## Brief a
Reproduce the part of the column on the Baltimore Symphony Orchestra starting with "Classical music needs" and going on through "can, and quick.".

## Page text
▼▼▼
Maryland is the richest state per capita, with a median household income of $80,766 and one in 12 households the home of millionaires. Kiplinger last year estimated close to 180,000 millionaire households in the state. So why is the Baltimore Symphony Orchestra struggling to stay alive? It should not be — not with the kind of money available from private donors. But people who become multimillionaires these days seem more inclined to fatten their portfolios or purchase second and third houses than to give their money to arts institutions. Or maybe the super-rich would rather buy a $10 million painting than give it to a symphony orchestra. The arts have traditionally been sustained by the civic-minded wealthy and, in an era of highly concentrated fortunes, it is something close to shocking that an orchestra of the BSO’s stature should be losing money.

Here’s a letter I recently received from a Sun reader named Jacki Stone:
“I was reading a book about the artist John Singer Sargent and the Gilded Age ladies he painted and I came across this: ‘Henry Lee Higginson, head of a financial firm in Boston, created the Boston Symphony Orchestra as a gift to the city, bearing virtually the entire cost himself for decades.’ Reading this made me think of Andrew Carnegie, who gave away something like 92 percent of his fortune before he died. I’ve always thought that would be a major reason to make an enormous fortune, so that you could make a difference in the world that you leave behind. I know that institutions like the BSO do their own fundraising, but maybe the heads of our local companies that have received so much money in corporate tax breaks over the years would step up if you were to write about it.”
Well, I have written about it. A column on the BSO troubles in late February suggested that the organization needs to do a bigger and better job of attracting donors from Montgomery County, where the Maryland millionaires — old and new — are most concentrated, and where the BSO, thanks to the state of Maryland, has a second home, called Strathmore.
Classical music needs to survive, for the sake of our souls. And the BSO needs to survive, for the sake of Baltimore and civic pride. It’s ridiculous that the governor of Maryland has withheld funds the General Assembly set aside for the BSO. But even worse is the BSO’s failure — and you can almost smell it in this story — to pull in money for its endowment from the new generation of millionaires in Maryland. Instead of a third home in Telluride, they need to step up for the state’s premier orchestra. And if the BSO and its board have no one who can make the argument, they need to get someone who can, and quick.
▲▲▲
## Brief b
Write out every line of the entries below again, requests included. Multiply each point coordinate in the answers by 1.3 and round it to a whole number, with halves rounded up. Leave the numbers in the requests and their format samples unchanged.

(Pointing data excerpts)
▼▼▼
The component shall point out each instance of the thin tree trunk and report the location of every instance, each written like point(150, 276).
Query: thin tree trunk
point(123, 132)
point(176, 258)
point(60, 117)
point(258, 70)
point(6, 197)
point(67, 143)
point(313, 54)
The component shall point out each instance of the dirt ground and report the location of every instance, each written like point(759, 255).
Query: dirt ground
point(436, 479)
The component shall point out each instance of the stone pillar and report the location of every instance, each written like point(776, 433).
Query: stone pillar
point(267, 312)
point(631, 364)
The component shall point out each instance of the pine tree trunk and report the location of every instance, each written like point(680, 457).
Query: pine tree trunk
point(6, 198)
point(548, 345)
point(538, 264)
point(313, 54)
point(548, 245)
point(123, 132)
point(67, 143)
▲▲▲
## Final answer a
Classical music needs to survive, for the sake of our souls. And the BSO needs to survive, for the sake of Baltimore and civic pride. It’s ridiculous that the governor of Maryland has withheld funds the General Assembly set aside for the BSO. But even worse is the BSO’s failure — and you can almost smell it in this story — to pull in money for its endowment from the new generation of millionaires in Maryland. Instead of a third home in Telluride, they need to step up for the state’s premier orchestra. And if the BSO and its board have no one who can make the argument, they need to get someone who can, and quick.

## Final answer b
The component shall point out each instance of the thin tree trunk and report the location of every instance, each written like point(150, 276).
Query: thin tree trunk
point(160, 172)
point(229, 335)
point(78, 152)
point(335, 91)
point(8, 256)
point(87, 186)
point(407, 70)
The component shall point out each instance of the dirt ground and report the location of every instance, each written like point(759, 255).
Query: dirt ground
point(567, 623)
The component shall point out each instance of the stone pillar and report the location of every instance, each written like point(776, 433).
Query: stone pillar
point(347, 406)
point(820, 473)
The component shall point out each instance of the pine tree trunk and report the location of every instance, each written like point(680, 457).
Query: pine tree trunk
point(8, 257)
point(712, 449)
point(699, 343)
point(407, 70)
point(712, 319)
point(160, 172)
point(87, 186)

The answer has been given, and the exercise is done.